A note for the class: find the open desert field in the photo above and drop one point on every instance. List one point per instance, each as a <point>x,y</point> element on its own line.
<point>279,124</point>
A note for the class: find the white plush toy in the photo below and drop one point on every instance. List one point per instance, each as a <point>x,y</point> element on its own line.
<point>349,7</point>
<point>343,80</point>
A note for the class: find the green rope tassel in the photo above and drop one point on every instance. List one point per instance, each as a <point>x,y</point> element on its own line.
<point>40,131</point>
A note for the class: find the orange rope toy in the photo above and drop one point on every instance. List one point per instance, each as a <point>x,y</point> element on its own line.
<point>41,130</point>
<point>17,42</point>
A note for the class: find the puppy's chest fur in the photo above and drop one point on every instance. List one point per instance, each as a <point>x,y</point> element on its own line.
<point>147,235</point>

» **Aim of the exercise**
Retype the listing above word for word, from its very first line down to the line that contains "<point>343,80</point>", including both of those lines.

» **Reply**
A note for the class: find the open desert field in the photo above and drop one point on every instance. List one point per instance, each as a <point>x,y</point> element on its own line.
<point>279,124</point>
A note for the class: find the white plush toy in the photo below and drop one point on every instance. List one point per instance, each as a <point>x,y</point> element on its own line.
<point>349,7</point>
<point>343,80</point>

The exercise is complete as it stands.